:: DATA SHOWN ::
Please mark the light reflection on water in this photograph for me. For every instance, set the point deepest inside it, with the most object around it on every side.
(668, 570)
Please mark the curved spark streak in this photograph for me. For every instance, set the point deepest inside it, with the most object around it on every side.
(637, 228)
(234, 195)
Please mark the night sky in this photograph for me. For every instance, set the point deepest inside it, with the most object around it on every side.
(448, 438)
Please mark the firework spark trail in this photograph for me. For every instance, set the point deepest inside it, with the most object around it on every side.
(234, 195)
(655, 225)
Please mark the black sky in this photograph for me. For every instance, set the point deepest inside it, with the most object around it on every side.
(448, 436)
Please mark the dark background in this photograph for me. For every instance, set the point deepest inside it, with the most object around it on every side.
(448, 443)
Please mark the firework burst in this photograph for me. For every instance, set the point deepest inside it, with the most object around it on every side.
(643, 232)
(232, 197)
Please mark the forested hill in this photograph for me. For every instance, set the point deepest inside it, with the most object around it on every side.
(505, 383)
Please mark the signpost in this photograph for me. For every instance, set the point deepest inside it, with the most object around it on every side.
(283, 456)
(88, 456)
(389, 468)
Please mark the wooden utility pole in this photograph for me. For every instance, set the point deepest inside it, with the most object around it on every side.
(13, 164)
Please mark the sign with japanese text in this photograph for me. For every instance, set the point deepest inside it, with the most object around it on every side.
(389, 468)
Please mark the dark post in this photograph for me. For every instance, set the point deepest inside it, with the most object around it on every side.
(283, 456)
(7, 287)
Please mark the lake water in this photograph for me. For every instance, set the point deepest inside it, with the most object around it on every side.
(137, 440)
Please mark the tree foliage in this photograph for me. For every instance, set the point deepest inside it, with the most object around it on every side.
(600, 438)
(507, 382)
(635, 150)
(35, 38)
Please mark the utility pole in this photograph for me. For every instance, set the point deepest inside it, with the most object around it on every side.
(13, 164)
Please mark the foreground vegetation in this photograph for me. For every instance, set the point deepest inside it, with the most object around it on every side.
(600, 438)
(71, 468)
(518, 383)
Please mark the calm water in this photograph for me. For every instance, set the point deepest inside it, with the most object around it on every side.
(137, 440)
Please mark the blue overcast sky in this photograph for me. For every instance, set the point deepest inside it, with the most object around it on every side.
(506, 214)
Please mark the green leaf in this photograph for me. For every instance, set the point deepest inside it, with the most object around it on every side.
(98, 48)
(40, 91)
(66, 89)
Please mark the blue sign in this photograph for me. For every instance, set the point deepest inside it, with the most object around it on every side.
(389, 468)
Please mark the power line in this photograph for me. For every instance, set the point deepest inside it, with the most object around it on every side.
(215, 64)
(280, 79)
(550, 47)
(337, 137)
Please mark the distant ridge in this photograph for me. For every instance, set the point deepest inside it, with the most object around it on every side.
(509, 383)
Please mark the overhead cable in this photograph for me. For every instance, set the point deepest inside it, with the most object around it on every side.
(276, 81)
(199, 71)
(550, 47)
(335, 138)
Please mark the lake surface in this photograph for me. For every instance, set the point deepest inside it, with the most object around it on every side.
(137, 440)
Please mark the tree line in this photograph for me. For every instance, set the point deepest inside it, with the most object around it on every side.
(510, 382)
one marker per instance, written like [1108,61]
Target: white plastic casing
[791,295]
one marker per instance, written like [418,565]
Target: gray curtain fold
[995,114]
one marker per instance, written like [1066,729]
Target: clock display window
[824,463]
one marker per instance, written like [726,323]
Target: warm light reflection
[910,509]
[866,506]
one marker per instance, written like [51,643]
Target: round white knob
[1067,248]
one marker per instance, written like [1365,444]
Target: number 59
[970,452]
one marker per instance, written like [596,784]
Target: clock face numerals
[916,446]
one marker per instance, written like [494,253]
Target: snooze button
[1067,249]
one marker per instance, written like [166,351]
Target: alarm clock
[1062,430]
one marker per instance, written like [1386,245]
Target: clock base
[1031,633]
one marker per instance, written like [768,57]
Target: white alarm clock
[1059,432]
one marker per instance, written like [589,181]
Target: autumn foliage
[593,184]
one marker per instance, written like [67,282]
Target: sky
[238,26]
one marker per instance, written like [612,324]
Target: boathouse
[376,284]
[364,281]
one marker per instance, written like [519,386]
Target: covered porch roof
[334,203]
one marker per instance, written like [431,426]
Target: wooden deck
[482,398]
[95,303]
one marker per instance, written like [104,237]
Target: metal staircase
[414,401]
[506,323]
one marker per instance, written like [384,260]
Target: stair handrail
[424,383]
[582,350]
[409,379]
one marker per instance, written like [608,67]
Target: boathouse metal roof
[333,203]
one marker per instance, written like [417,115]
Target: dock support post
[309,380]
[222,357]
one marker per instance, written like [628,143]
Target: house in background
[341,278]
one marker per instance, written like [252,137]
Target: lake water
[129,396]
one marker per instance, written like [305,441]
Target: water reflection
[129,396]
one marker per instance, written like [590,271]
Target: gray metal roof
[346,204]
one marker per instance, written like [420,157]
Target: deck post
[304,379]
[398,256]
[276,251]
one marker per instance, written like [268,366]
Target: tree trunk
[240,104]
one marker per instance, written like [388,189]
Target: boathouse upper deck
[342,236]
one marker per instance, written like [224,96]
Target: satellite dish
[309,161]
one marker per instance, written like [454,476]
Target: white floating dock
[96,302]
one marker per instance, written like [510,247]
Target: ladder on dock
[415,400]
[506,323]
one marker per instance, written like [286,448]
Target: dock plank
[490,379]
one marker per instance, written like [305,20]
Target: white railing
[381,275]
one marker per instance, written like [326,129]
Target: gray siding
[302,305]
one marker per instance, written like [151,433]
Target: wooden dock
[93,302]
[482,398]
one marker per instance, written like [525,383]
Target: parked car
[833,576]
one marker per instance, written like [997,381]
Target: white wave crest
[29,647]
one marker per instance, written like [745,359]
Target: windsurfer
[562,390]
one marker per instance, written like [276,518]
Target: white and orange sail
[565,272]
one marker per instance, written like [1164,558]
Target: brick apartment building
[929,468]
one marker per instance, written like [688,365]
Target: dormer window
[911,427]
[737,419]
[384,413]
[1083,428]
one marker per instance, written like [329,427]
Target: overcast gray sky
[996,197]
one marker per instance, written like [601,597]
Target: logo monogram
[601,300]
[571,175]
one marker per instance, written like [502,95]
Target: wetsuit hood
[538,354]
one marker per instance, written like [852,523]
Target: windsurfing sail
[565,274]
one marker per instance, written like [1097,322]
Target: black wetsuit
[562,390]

:: WHAT YOU SHOULD DO ::
The complete listing must be reproduced exactly as written.

:: RESULT BELOW ::
Please mark the light reflection on water in this photograph for me. For every instance, set the point deepest inside it, with the most object around it on every side.
(668, 570)
Please mark the curved spark streak in this photograph for me. For every instance, set the point deepest inside it, with the most object around it on every side.
(637, 228)
(234, 195)
Please mark the night sky in this photograph for me. For every instance, set the point deepest inside it, with the most object around it on every side.
(448, 438)
Please mark the firework spark trail in this photograph for me. For every instance, set the point deepest inside it, with the most object around it on every side.
(234, 195)
(655, 225)
Please mark the black sky in this photograph for me. For every instance, set the point deepest inside it, with the most object around it on every side.
(448, 436)
Please mark the dark background in this photograph for me. For every instance, set the point deepest inside it, with the most object around it on every side.
(448, 443)
Please mark the firework burst in this photograph for me. For every instance, set the point deepest inside it, with the most object around it on every side.
(643, 232)
(232, 197)
Please mark the forested hill in this photograph for me. For every instance, set the point deepest inside it, with the most object around it on every side.
(505, 383)
Please mark the signpost in this photograph for me. For every instance, set the point deepest inside it, with the most object around it on every side.
(283, 456)
(88, 456)
(389, 468)
Please mark the wooden utility pole in this photograph for me. For every instance, set the point deepest inside it, with the most object around it on every side.
(13, 164)
Please mark the sign with japanese text in this photograph for me. For every instance, set the point deepest inside it, with the most object around it on every side.
(389, 468)
Please mark the dark post in this photograph for me. For every instance, set the point deepest inside it, with the most object around it on every side.
(283, 456)
(7, 287)
Please mark the lake water in this photograph for me. For every instance, set the point deepest inside it, with the most object around it on every side.
(137, 440)
Please mark the tree foliage in this photograph for me. For every instance, set the point deepest inside it, with the most object around it on every side.
(600, 438)
(507, 382)
(635, 150)
(35, 38)
Please mark the utility pole in this photograph for me. For every instance, set the point deepest inside it, with the most object around it on every side.
(13, 164)
Please mark the foreground vegetation in this photograph for me. For every instance, set the point deepest inside it, with the most object around it on every side.
(600, 438)
(71, 468)
(518, 383)
Please mark the calm water in this photograph for me. For every instance, set the point deepest inside it, with the most object around it on every side.
(137, 440)
Please mark the blue overcast sky in this photograph for me. For every instance, set the point deepest inside it, with the most object around it on every side.
(506, 214)
Please mark the green leaf in this photograph for me. For every instance, set the point deepest inside it, with the most object around it on every side.
(98, 48)
(40, 91)
(66, 89)
Please mark the blue sign in this photograph for me. For every instance, set the point deepest inside it, with the most object around it on every side.
(389, 468)
Please mark the power line in this photograph for me. For every instance, set the point deepest inside it, with the most object around it on every side.
(215, 64)
(280, 79)
(550, 47)
(337, 137)
Please mark the distant ridge in this photograph for me. For every instance, set the point deepest inside it, with the most object around it on every side.
(509, 383)
Please mark the overhead cable in this photograph for me. For every instance, set the point deepest inside it, with the most object around it on every side.
(276, 81)
(199, 71)
(550, 47)
(335, 138)
Please mark the lake surface in this photograph for me. For every instance, set the point deepest inside it, with the most object around it on every side.
(137, 440)
Please mark the tree line in this photograph for me. For every instance, set the point deepest inside it, with the most object around it on every side.
(510, 382)
one marker per instance, written like [1108,61]
Target: white plastic casing
[791,295]
one marker per instance, written like [418,565]
Target: gray curtain fold
[995,114]
one marker per instance, written like [1066,729]
Target: clock display window
[824,463]
one marker per instance, written like [726,323]
Target: warm light reflection
[910,509]
[866,506]
one marker per instance, written like [51,643]
Target: round white knob
[1067,248]
one marker per instance, written like [1365,444]
Target: number 59
[970,452]
one marker per instance, written like [596,784]
Target: clock face numerals
[916,446]
one marker per instance, written like [494,253]
Target: snooze button
[1067,249]
one marker per instance, written like [166,351]
Target: alarm clock
[1062,430]
one marker per instance, written like [1386,245]
Target: clock base
[1031,633]
one marker per instance, written like [768,57]
Target: white alarm clock
[1059,432]
one marker per instance, written like [589,181]
Target: autumn foliage
[593,184]
one marker per instance, written like [67,282]
Target: sky
[238,26]
one marker per instance, written like [612,324]
Target: boathouse
[376,284]
[364,281]
one marker per instance, written like [519,386]
Target: covered porch roof
[334,203]
one marker per instance, written like [431,426]
Target: wooden deck
[482,398]
[95,303]
one marker per instance, written like [104,237]
Target: metal staircase
[414,401]
[506,323]
one marker per instance, written like [384,260]
Target: stair handrail
[424,383]
[582,350]
[409,379]
one marker per instance, written like [608,67]
Target: boathouse metal roof
[333,203]
one marker per instance, written like [417,115]
Target: dock support post
[309,380]
[222,357]
one marker per instance, written like [628,143]
Target: house in background
[341,278]
one marker per instance, written like [252,137]
Target: lake water
[129,396]
one marker per instance, written like [305,441]
Target: water reflection
[129,396]
one marker per instance, written like [590,271]
Target: gray metal roof
[346,204]
one marker per instance, written like [420,157]
Target: deck post
[304,379]
[398,256]
[276,251]
one marker per instance, written like [268,366]
Target: tree trunk
[240,104]
one marker per instance, written like [388,189]
Target: boathouse upper deck
[342,236]
one marker per instance, written like [224,96]
Target: satellite dish
[309,161]
one marker per instance, written like [454,476]
Target: white floating dock
[96,302]
one marker per instance, written like [510,247]
Target: ladder on dock
[415,400]
[506,323]
one marker per instance, written like [286,448]
Target: dock plank
[490,379]
one marker per instance, written like [305,20]
Target: white railing
[381,275]
one marker per instance, written like [326,129]
Target: gray siding
[302,305]
one marker per instance, written like [151,433]
Target: wooden dock
[93,302]
[482,398]
one marker per instance, written like [525,383]
Target: parked car
[833,576]
one marker per instance, written like [997,381]
Target: white wave crest
[29,647]
one marker per instance, written like [745,359]
Target: windsurfer
[562,390]
one marker per instance, written like [276,518]
Target: white and orange sail
[565,272]
one marker per instance, written like [1164,558]
Target: brick apartment building
[929,468]
one marker per instance, written like [688,365]
Target: dormer window
[911,427]
[737,419]
[384,413]
[1083,428]
one marker per instance, written like [329,427]
Target: overcast gray sky
[996,197]
one marker per instance, written like [601,597]
Target: logo monogram
[601,300]
[571,175]
one marker per instance, written like [502,95]
Target: wetsuit hood
[538,354]
one marker per instance, written like [852,523]
Target: windsurfing sail
[565,274]
one marker per instance, written like [1097,322]
Target: black wetsuit
[562,390]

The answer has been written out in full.